To do
Pull out each line of the items below that contains the string "arch". Letter case matters.
━━━ Listed entries ━━━
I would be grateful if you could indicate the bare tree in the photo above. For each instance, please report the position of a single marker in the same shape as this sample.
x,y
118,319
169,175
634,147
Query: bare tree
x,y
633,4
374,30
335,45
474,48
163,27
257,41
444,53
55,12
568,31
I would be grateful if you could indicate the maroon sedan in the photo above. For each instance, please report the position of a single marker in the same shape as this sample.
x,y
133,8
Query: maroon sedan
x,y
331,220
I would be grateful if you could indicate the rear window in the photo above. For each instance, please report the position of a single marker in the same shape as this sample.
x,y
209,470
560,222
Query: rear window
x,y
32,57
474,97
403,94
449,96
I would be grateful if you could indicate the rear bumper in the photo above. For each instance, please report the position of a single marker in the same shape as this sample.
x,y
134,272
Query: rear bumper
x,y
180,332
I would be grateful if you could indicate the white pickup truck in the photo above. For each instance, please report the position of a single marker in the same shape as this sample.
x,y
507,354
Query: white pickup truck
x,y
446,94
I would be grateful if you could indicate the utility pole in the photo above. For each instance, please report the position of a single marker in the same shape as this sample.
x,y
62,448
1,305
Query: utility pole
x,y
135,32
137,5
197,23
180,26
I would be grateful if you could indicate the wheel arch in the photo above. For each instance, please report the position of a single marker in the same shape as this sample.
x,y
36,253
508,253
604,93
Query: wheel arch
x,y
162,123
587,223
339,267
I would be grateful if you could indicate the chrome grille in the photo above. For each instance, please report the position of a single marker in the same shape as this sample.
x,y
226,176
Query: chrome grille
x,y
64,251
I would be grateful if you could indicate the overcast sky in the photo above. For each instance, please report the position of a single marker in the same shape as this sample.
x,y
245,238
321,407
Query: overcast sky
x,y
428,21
━━━
━━━ Listed entries ━━━
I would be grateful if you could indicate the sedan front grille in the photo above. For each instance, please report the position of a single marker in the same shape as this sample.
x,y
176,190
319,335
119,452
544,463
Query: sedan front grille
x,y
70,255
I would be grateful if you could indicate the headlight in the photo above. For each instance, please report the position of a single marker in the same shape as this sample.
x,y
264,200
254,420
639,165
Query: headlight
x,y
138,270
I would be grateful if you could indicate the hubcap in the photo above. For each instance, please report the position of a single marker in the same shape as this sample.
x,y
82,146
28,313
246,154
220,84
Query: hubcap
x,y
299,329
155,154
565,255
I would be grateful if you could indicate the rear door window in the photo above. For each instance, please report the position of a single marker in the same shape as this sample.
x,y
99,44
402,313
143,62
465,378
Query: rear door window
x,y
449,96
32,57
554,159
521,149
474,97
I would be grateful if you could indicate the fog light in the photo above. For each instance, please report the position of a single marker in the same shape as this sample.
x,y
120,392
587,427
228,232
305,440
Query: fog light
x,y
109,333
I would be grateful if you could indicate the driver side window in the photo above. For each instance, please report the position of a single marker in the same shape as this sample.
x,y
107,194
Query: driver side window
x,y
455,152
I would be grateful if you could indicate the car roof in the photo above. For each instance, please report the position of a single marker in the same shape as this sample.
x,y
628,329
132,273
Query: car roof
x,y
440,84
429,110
━━━
━━━ Listed entries ━━━
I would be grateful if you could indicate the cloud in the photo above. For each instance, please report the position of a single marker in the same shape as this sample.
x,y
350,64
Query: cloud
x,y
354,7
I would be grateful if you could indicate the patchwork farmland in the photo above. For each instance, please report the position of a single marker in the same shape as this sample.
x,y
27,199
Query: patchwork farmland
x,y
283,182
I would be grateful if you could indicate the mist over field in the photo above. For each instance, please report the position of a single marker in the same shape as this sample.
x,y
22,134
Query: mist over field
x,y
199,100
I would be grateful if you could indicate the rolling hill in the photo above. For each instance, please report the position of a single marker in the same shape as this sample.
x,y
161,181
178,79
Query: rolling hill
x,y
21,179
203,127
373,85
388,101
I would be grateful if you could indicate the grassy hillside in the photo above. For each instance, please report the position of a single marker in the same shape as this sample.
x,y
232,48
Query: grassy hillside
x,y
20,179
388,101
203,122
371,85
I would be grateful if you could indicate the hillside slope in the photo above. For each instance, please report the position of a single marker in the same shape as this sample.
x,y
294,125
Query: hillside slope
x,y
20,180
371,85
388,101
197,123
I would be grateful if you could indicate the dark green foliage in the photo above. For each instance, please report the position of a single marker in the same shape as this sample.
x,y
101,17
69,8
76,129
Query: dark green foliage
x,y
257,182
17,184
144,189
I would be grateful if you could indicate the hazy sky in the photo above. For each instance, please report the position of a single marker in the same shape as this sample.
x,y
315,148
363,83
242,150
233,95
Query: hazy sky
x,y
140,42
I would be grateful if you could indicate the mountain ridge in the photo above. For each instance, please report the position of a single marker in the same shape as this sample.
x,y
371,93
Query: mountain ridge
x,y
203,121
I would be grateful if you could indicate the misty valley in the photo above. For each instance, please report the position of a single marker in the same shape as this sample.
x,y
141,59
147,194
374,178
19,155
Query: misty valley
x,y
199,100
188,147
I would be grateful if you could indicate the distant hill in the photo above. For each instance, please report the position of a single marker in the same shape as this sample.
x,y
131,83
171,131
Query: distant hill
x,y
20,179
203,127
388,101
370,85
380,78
━━━
Response below
I would be grateful if you could indicate the wheel arch in the photo above. For each instance, please report the position of a single marker in the same shape as this sample.
Query: wheel arch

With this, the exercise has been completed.